■ Supplied records ■

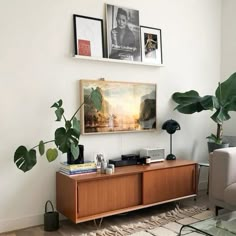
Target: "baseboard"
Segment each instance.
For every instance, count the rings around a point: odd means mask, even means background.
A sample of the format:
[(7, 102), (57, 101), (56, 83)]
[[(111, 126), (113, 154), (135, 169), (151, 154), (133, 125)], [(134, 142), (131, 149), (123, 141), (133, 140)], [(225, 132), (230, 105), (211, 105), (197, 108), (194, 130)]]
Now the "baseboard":
[(0, 233), (42, 225), (43, 217), (43, 215), (35, 215), (23, 218), (0, 220)]

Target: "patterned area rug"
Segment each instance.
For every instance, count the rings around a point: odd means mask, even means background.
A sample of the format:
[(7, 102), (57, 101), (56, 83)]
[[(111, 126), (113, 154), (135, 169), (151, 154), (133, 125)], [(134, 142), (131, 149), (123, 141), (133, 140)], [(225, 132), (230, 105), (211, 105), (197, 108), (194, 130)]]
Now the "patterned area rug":
[[(60, 228), (54, 232), (45, 232), (43, 225), (15, 232), (4, 236), (177, 236), (184, 224), (205, 220), (213, 216), (204, 206), (181, 206), (174, 203), (163, 204), (137, 210), (126, 214), (114, 215), (103, 219), (97, 227), (93, 221), (74, 224), (69, 220), (60, 222)], [(186, 236), (200, 234), (186, 231)], [(2, 234), (1, 234), (2, 236)], [(202, 235), (200, 235), (202, 236)]]
[[(174, 210), (166, 213), (152, 215), (142, 220), (134, 220), (127, 224), (112, 225), (107, 228), (97, 229), (93, 232), (84, 234), (74, 234), (83, 236), (175, 236), (182, 225), (195, 223), (213, 216), (213, 213), (206, 210), (206, 207), (191, 207), (180, 209), (176, 205)], [(191, 231), (185, 232), (185, 235), (200, 235)]]

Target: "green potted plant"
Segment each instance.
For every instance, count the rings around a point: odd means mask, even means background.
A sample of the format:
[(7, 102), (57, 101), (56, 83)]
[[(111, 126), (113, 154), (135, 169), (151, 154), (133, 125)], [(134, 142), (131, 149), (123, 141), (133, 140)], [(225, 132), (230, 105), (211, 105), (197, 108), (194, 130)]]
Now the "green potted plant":
[(209, 148), (209, 152), (211, 152), (223, 144), (223, 122), (231, 118), (230, 111), (236, 111), (236, 73), (223, 83), (219, 83), (215, 95), (201, 97), (197, 91), (190, 90), (184, 93), (175, 92), (172, 99), (178, 104), (175, 109), (184, 114), (204, 110), (213, 111), (211, 119), (217, 124), (217, 129), (216, 134), (207, 137), (209, 145), (213, 146), (213, 148)]
[[(102, 94), (100, 89), (98, 87), (92, 89), (91, 93), (84, 98), (84, 102), (80, 104), (70, 119), (65, 117), (64, 108), (62, 107), (63, 101), (60, 99), (58, 102), (55, 102), (51, 107), (56, 109), (56, 121), (63, 120), (64, 125), (56, 129), (53, 140), (41, 140), (36, 146), (29, 149), (23, 145), (19, 146), (14, 154), (16, 166), (24, 172), (31, 170), (37, 163), (37, 151), (41, 156), (46, 152), (46, 157), (49, 162), (57, 158), (58, 150), (62, 153), (67, 153), (67, 155), (74, 160), (77, 159), (80, 154), (80, 121), (76, 118), (76, 115), (85, 104), (85, 101), (86, 103), (92, 104), (97, 110), (100, 110), (102, 106)], [(48, 148), (45, 151), (45, 145), (48, 143), (54, 143), (55, 148)]]

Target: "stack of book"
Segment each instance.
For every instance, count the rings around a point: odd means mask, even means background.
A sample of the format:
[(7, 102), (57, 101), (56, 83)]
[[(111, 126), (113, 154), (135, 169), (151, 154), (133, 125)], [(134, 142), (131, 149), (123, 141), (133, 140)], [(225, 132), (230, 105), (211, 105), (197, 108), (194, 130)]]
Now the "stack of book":
[(67, 164), (67, 162), (61, 162), (59, 170), (61, 173), (66, 175), (77, 175), (85, 173), (97, 172), (97, 166), (95, 162), (86, 162), (84, 164)]

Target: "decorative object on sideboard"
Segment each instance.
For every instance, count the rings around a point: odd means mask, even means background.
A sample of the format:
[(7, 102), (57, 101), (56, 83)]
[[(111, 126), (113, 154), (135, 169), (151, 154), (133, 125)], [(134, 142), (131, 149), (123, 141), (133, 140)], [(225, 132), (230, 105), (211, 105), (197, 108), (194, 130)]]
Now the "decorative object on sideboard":
[(139, 11), (106, 4), (106, 22), (108, 57), (141, 61)]
[(213, 115), (211, 119), (217, 124), (216, 134), (208, 136), (208, 150), (212, 152), (213, 148), (221, 148), (222, 145), (228, 146), (223, 143), (223, 122), (229, 120), (230, 111), (236, 111), (236, 73), (232, 74), (227, 80), (218, 84), (215, 91), (215, 96), (206, 95), (199, 96), (195, 90), (190, 90), (184, 93), (175, 92), (172, 99), (178, 103), (175, 107), (181, 113), (193, 114), (204, 110), (212, 110)]
[(45, 144), (54, 143), (55, 148), (48, 148), (46, 151), (46, 157), (49, 162), (54, 161), (58, 156), (58, 149), (62, 153), (72, 153), (73, 162), (78, 159), (79, 156), (79, 138), (80, 138), (80, 121), (76, 118), (77, 113), (84, 106), (85, 103), (89, 103), (95, 110), (100, 110), (102, 107), (102, 94), (100, 88), (91, 87), (90, 93), (84, 97), (84, 101), (79, 105), (78, 109), (72, 115), (70, 119), (67, 119), (64, 114), (63, 102), (60, 99), (55, 102), (51, 107), (55, 108), (56, 121), (64, 121), (64, 126), (57, 128), (54, 134), (54, 139), (50, 141), (40, 141), (38, 145), (27, 149), (25, 146), (19, 146), (14, 154), (14, 162), (16, 166), (27, 172), (31, 170), (37, 163), (36, 150), (42, 156), (45, 153)]
[(180, 130), (180, 125), (176, 120), (170, 119), (164, 122), (162, 129), (170, 134), (170, 154), (167, 155), (166, 160), (175, 160), (176, 156), (172, 153), (172, 134), (174, 134), (176, 130)]
[(140, 26), (142, 61), (147, 63), (162, 64), (162, 39), (161, 30)]
[(81, 80), (81, 101), (91, 89), (103, 96), (97, 112), (85, 101), (81, 109), (82, 134), (156, 130), (156, 84)]
[(103, 20), (73, 15), (75, 55), (104, 57)]
[(165, 159), (164, 148), (158, 148), (158, 147), (141, 148), (139, 153), (140, 153), (140, 157), (149, 156), (151, 158), (151, 163), (164, 161)]
[[(48, 211), (48, 204), (51, 206), (51, 211)], [(44, 213), (44, 231), (56, 231), (59, 229), (59, 213), (54, 211), (53, 204), (50, 200), (45, 203)]]
[(84, 163), (84, 145), (79, 144), (79, 155), (78, 158), (74, 158), (71, 150), (67, 152), (67, 163), (68, 164), (83, 164)]

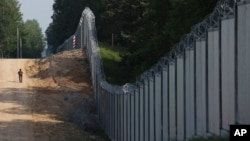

■ Problem statement ■
Copy all of the records above again word for word, leaving out the pictures.

■ Answer for this exercise ■
Target: "baseboard"
Segment each instance.
For every instance, count the rings around a point: odd means mask, even means background.
A sample of the format:
[(7, 102), (57, 101), (56, 83)]
[[(111, 126), (113, 154), (135, 169), (151, 154), (133, 125)], [(134, 142), (131, 149), (123, 141), (133, 140)], [(225, 132), (230, 105), (211, 105), (197, 108), (194, 130)]]
Now the "baseboard":
[(0, 233), (42, 225), (43, 217), (43, 215), (35, 215), (23, 218), (0, 220)]

Target: "patterned area rug"
Segment each instance.
For every instance, count the rings around a point: odd means mask, even means background.
A sample of the format:
[(7, 102), (57, 101), (56, 83)]
[[(111, 126), (113, 154), (135, 169), (151, 154), (133, 125)], [(134, 142), (131, 149), (123, 141), (133, 140)], [(225, 132), (230, 105), (211, 105), (197, 108), (194, 130)]]
Now the "patterned area rug":
[[(60, 228), (54, 232), (45, 232), (43, 225), (15, 232), (4, 236), (177, 236), (184, 224), (205, 220), (213, 216), (204, 206), (181, 206), (174, 203), (163, 204), (137, 210), (126, 214), (114, 215), (103, 219), (97, 227), (93, 221), (74, 224), (69, 220), (60, 222)], [(186, 236), (200, 234), (186, 231)], [(2, 234), (1, 234), (2, 236)], [(202, 235), (200, 235), (202, 236)]]
[[(174, 210), (166, 213), (152, 215), (142, 220), (134, 220), (127, 224), (112, 225), (107, 228), (97, 229), (93, 232), (84, 234), (74, 234), (83, 236), (175, 236), (182, 225), (195, 223), (213, 216), (213, 213), (206, 210), (206, 207), (191, 207), (180, 209), (176, 205)], [(191, 231), (185, 232), (185, 235), (200, 235)]]

Target: "green potted plant"
Segment each instance.
For every instance, count the rings around a point: odd means mask, even means background.
A sample of the format:
[(7, 102), (57, 101), (56, 83)]
[[(111, 126), (113, 154), (135, 169), (151, 154), (133, 125)], [(134, 142), (131, 149), (123, 141), (133, 140)], [(225, 132), (230, 105), (211, 105), (197, 108), (194, 130)]]
Now the "green potted plant":
[(209, 148), (209, 152), (211, 152), (223, 144), (223, 122), (231, 118), (230, 111), (236, 111), (236, 73), (223, 83), (219, 83), (215, 95), (201, 97), (197, 91), (190, 90), (184, 93), (175, 92), (172, 99), (178, 104), (175, 109), (184, 114), (204, 110), (213, 111), (211, 119), (217, 124), (217, 129), (216, 134), (207, 137), (209, 145), (213, 146), (213, 148)]
[[(102, 94), (100, 89), (98, 87), (92, 89), (91, 93), (84, 98), (84, 102), (80, 104), (70, 119), (65, 117), (64, 108), (62, 107), (63, 101), (60, 99), (58, 102), (55, 102), (51, 107), (56, 109), (56, 121), (63, 120), (64, 125), (56, 129), (53, 140), (41, 140), (36, 146), (29, 149), (23, 145), (19, 146), (14, 154), (16, 166), (24, 172), (31, 170), (37, 163), (37, 151), (41, 156), (46, 152), (46, 157), (49, 162), (57, 158), (58, 150), (62, 153), (67, 153), (67, 155), (74, 160), (77, 159), (80, 154), (80, 121), (76, 118), (76, 115), (85, 104), (85, 101), (86, 103), (92, 104), (97, 110), (100, 110), (102, 106)], [(48, 148), (45, 151), (45, 145), (48, 143), (54, 143), (55, 148)]]

Target: "stack of book"
Segment each instance.
For every instance, count the rings around a point: odd means mask, even means background.
A sample of the format:
[(7, 102), (57, 101), (56, 83)]
[[(111, 126), (113, 154), (135, 169), (151, 154), (133, 125)], [(134, 142), (131, 149), (123, 141), (133, 140)], [(225, 132), (230, 105), (211, 105), (197, 108), (194, 130)]]
Now the "stack of book":
[(67, 164), (67, 162), (61, 162), (59, 170), (61, 173), (66, 175), (77, 175), (85, 173), (97, 172), (97, 166), (95, 162), (86, 162), (84, 164)]

Target: "decorative object on sideboard"
Segment each instance.
For every instance, count the rings around a point: odd means mask, even means background.
A sample of the format:
[(7, 102), (57, 101), (56, 83)]
[[(111, 126), (113, 154), (135, 169), (151, 154), (133, 125)], [(134, 142), (131, 149), (123, 141), (133, 140)], [(225, 132), (230, 105), (211, 105), (197, 108), (194, 130)]]
Now the "decorative object on sideboard":
[(139, 11), (106, 4), (106, 22), (108, 57), (141, 61)]
[(213, 115), (211, 119), (217, 124), (216, 134), (208, 136), (208, 150), (212, 152), (213, 148), (221, 148), (222, 145), (228, 146), (223, 143), (223, 122), (229, 120), (230, 111), (236, 111), (236, 73), (232, 74), (227, 80), (218, 84), (215, 91), (215, 96), (206, 95), (199, 96), (195, 90), (190, 90), (184, 93), (175, 92), (172, 99), (178, 103), (175, 107), (181, 113), (193, 114), (204, 110), (212, 110)]
[(45, 144), (54, 143), (55, 148), (48, 148), (46, 151), (46, 157), (49, 162), (54, 161), (58, 156), (58, 149), (62, 153), (72, 153), (73, 162), (78, 159), (79, 156), (79, 138), (80, 138), (80, 121), (76, 118), (77, 113), (84, 106), (85, 103), (89, 103), (95, 110), (100, 110), (102, 107), (102, 94), (100, 88), (91, 87), (90, 93), (84, 97), (84, 101), (79, 105), (78, 109), (72, 115), (70, 119), (67, 119), (64, 114), (63, 102), (60, 99), (55, 102), (51, 107), (55, 108), (56, 121), (64, 121), (64, 126), (57, 128), (54, 134), (54, 139), (50, 141), (40, 141), (38, 145), (27, 149), (25, 146), (19, 146), (14, 154), (14, 162), (16, 166), (27, 172), (31, 170), (37, 163), (36, 150), (42, 156), (45, 153)]
[(180, 130), (180, 125), (176, 120), (170, 119), (164, 122), (162, 129), (170, 134), (170, 154), (167, 155), (166, 160), (175, 160), (176, 156), (172, 153), (172, 134), (174, 134), (176, 130)]
[(140, 26), (142, 61), (147, 63), (162, 64), (162, 39), (161, 30)]
[(81, 80), (81, 101), (91, 89), (103, 96), (97, 112), (85, 101), (81, 109), (82, 134), (156, 130), (156, 84)]
[(103, 20), (73, 15), (75, 55), (104, 57)]
[(165, 159), (164, 148), (158, 148), (158, 147), (141, 148), (139, 153), (140, 153), (140, 157), (149, 156), (151, 158), (151, 163), (164, 161)]
[[(48, 211), (48, 204), (51, 206), (51, 211)], [(44, 213), (44, 231), (56, 231), (59, 229), (59, 213), (54, 211), (53, 204), (50, 200), (45, 203)]]
[(84, 163), (84, 145), (79, 144), (79, 155), (78, 158), (74, 158), (71, 150), (67, 152), (67, 163), (68, 164), (83, 164)]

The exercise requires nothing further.